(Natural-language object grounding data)
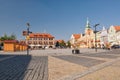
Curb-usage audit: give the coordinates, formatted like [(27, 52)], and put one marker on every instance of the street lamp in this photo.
[(28, 26), (96, 37)]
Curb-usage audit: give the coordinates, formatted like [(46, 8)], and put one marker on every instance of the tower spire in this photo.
[(87, 24)]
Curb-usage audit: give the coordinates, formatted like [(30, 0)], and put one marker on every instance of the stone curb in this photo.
[(91, 70)]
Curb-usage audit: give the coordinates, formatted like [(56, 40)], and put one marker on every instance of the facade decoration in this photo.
[(41, 40), (114, 35)]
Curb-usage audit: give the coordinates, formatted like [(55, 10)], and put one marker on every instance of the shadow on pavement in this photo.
[(13, 67), (87, 62)]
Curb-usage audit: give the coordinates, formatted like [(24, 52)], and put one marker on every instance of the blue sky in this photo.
[(61, 18)]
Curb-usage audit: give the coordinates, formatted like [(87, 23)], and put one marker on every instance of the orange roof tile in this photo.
[(117, 28), (11, 41), (76, 36), (40, 35)]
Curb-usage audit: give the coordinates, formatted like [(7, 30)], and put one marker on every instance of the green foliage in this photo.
[(6, 37)]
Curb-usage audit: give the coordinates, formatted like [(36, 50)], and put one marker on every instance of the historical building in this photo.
[(86, 40), (114, 35), (74, 40), (41, 40)]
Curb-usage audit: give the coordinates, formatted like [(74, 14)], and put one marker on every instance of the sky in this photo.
[(60, 18)]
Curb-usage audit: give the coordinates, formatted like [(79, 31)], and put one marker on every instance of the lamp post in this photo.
[(96, 37), (28, 26)]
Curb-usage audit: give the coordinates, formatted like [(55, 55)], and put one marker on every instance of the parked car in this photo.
[(115, 46)]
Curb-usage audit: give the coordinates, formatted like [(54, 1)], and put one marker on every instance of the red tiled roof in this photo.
[(11, 41), (76, 36), (59, 41), (117, 28), (40, 35)]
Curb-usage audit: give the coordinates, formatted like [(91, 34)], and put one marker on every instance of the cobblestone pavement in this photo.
[(22, 67), (35, 66)]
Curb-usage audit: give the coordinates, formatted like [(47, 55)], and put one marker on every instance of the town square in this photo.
[(59, 40)]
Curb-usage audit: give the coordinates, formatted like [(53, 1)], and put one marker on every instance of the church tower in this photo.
[(87, 28)]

== Exercise details ==
A word-for-word copy of the data above is needed, one that omits the pictures.

== Result for this task ==
Curb-usage audit: give the coordinates, formatted like [(27, 52)], and put one marker on every instance of the street lamp in this photo.
[(28, 26), (96, 37)]
Curb-usage audit: give the coordinates, formatted like [(46, 8)], and put one marker on every instance of the tower spire in this photo.
[(87, 24)]
Curb-usage audit: give the coordinates, formatted like [(30, 0)], and put one marker on every instance of the stone curb in this photo.
[(91, 70)]
Curb-usage audit: give the coordinates, formatted like [(56, 40)], and put one marker on every instance of the facade decoration in this photo.
[(41, 40), (114, 35)]
Curb-usage audit: give the coordinates, formatted like [(55, 10)], and put one marker on every instance of the shadow on pavement in this photo.
[(13, 67), (87, 62)]
Curb-usage audit: give the coordinates, formatted like [(24, 52)], and put one marker on every instance of the blue sky in this photo.
[(61, 18)]
Curb-usage audit: give the coordinates, formatted like [(87, 23)], and put one marker on every instance of the orange roof tile in this photo.
[(117, 28), (11, 41), (76, 36), (40, 35)]
Curb-usage audit: give the coordinates, formatted like [(7, 30)], and put one marker on every instance of the green foliage in this photo.
[(6, 37)]
Curb-usage audit: give the coordinates, formatted like [(36, 50)], and put one marker on every instance of the historical building in this photo.
[(86, 40), (114, 35), (74, 40), (41, 40)]
Curb-usage audit: give the coordinates, formatted like [(74, 14)], and put one marker on every instance of the sky in this photo.
[(60, 18)]
Curb-usage audit: give the coordinates, formatted like [(79, 31)], and put one marker on every instance of the lamp post in this photo.
[(96, 37), (28, 26)]
Curb-usage audit: give the coordinates, formatted like [(55, 55)], and put one marker on every instance of the parked car in this photo.
[(115, 46)]
Curb-usage audit: give the coordinates, formatted like [(54, 1)], and put one marker on every instance of the red tiled roof in this photo.
[(11, 41), (76, 36), (59, 41), (117, 28), (40, 35)]
Curb-usage audit: give the coordinates, formatted like [(91, 34)], and put one marker on every instance of the cobblestone pavement in this photo.
[(22, 67), (35, 66)]
Curb-usage audit: give the coordinates, formatted like [(47, 55)], and put one marker on every instance of the town square in this photo.
[(59, 40)]
Curb-usage audit: give the coordinates, formatted like [(53, 1)], and put one marker on every instance of the church tower in this photo.
[(87, 28)]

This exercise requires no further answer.